> Task directions: Leaving out the pictures, copy each record below exactly.

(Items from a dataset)
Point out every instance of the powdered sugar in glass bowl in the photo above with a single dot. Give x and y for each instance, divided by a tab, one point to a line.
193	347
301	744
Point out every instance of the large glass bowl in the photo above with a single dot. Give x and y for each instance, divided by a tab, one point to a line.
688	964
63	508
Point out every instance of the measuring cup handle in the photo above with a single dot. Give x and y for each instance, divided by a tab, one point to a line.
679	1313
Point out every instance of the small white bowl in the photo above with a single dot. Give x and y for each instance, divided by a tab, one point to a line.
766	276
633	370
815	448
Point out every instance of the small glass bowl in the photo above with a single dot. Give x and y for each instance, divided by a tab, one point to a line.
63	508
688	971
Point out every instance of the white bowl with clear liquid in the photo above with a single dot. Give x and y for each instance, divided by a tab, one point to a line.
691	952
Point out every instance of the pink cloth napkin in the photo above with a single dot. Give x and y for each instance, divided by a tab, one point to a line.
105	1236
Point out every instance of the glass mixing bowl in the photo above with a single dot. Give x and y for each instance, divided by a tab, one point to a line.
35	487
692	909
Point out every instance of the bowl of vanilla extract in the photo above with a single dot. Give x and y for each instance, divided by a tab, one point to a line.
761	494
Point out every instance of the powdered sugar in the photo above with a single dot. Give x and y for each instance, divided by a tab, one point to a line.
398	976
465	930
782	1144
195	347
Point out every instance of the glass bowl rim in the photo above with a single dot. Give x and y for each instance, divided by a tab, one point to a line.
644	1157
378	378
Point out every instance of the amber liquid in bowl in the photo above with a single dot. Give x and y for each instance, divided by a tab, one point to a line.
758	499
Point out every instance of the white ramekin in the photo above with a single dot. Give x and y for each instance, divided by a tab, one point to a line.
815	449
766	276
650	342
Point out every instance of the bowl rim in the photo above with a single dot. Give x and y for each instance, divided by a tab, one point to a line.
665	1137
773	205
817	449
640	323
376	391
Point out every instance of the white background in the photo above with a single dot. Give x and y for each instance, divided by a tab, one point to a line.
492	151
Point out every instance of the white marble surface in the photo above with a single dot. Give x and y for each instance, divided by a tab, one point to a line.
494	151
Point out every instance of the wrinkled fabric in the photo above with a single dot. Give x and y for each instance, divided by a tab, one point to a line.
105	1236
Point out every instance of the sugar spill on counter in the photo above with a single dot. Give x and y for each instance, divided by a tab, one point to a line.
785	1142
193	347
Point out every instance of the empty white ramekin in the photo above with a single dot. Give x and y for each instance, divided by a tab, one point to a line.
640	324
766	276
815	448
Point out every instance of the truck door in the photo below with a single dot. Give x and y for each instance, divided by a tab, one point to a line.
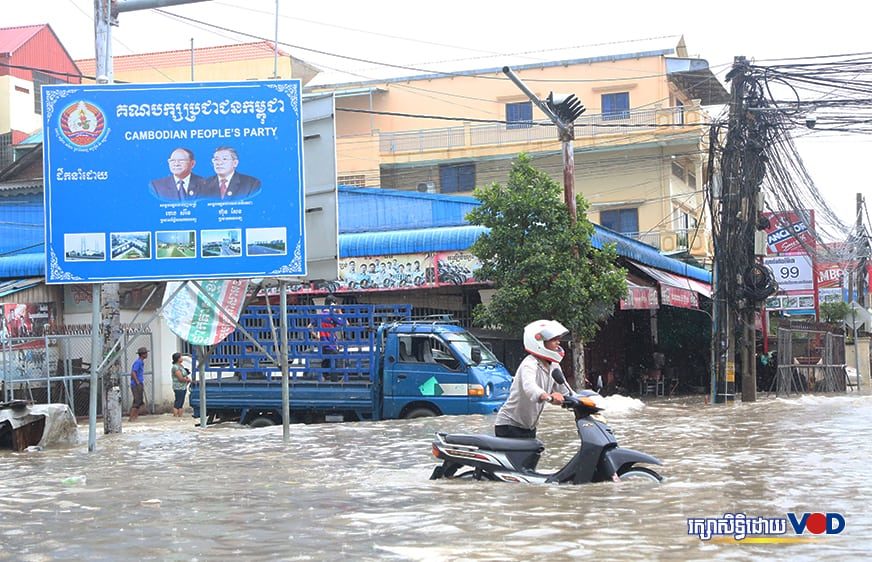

> Reply:
Point out every instance of the powdered sugar in glass bowl in the photo above with a single dot. Give x and y for each instance, divided by a tab, one point to a line.
193	347
301	744
Point out every instance of the large glass bowl in the photo above with a single dot. Give x and y for each instance, divided by a tab, one point to a line.
688	964
63	508
Point out every instance of the measuring cup handle in the photo above with a single dot. Give x and y for each instance, divided by a tab, one point to a line.
679	1313
Point out every instance of the small white bowl in the photo above with a single dot. Give x and y for each instance, divided by a tab, one point to a line.
766	276
633	370
815	448
Point out every instance of the small glass bowl in the photo above with a single dot. Give x and y for each instance, divided by a tab, one point to a line.
63	508
688	971
Point out every instance of the white bowl with clear liquid in the photo above with a single dot. Give x and y for each instance, divided by a tab, one point to a line.
691	952
Point out every instance of the pink cloth napkin in the photo above with a single dot. Give x and y for each instance, divided by a tab, one point to a line.
105	1236
Point out every instance of the glass mixing bowl in the photo above with a single dot. Give x and y for each instance, divided by a tab, one point to a line.
35	487
692	909
Point out every instance of the bowl of vanilla extract in the photo above with a single dot. Give x and y for each instance, divided by a tab, one point to a line.
761	494
Point out every instance of the powdered sugar in the photo above with a single dot. Give x and y for each instance, divided by a tab, one point to a line.
398	976
465	930
782	1144
195	347
Point out every instance of the glass bowl rim in the photo above with a single dot. Give x and y for each instance, divided by a tab, one point to a line.
644	1157
378	378
Point out every instance of the amber liquid in bowl in the photo above with a single dot. Give x and y for each instance, divided by a tab, one point to a line.
758	499
Point out every instance of the white ramekin in the photo above with a single dot. Give x and y for each instance, divided by a tab, one point to a line.
815	449
766	276
650	342
Point out every instance of the bowl rim in the photo above with a single dot. Give x and y for each instance, divided by a tab, one point to a line.
665	1137
773	205
817	449
640	323
376	391
Point out every instance of the white background in the photo above with a single dot. Give x and y for each instance, divided by a tab, one point to a line.
492	151
Point out every instance of the white marble surface in the photo above with a single dot. Give x and y for each instance, divided by a tab, one point to a line.
494	151
Point out every instance of the wrinkled fabric in the photo above with a single dot. Give x and y for each instance, divided by a tab, one point to a line.
105	1236
Point out every instance of the sugar spill on counter in the photo above with a single dot. Give x and y for each instance, divided by a tab, one point to a line.
785	1142
193	347
Point out every instance of the empty white ramekin in the photo above with a single dot. Give x and y for each instance, divided by a tab, one point to a line.
640	324
766	276
815	448
Point out every instance of the truck door in the photo below with a single dot. Give x and y for each instance, divided by a tab, one point to a line.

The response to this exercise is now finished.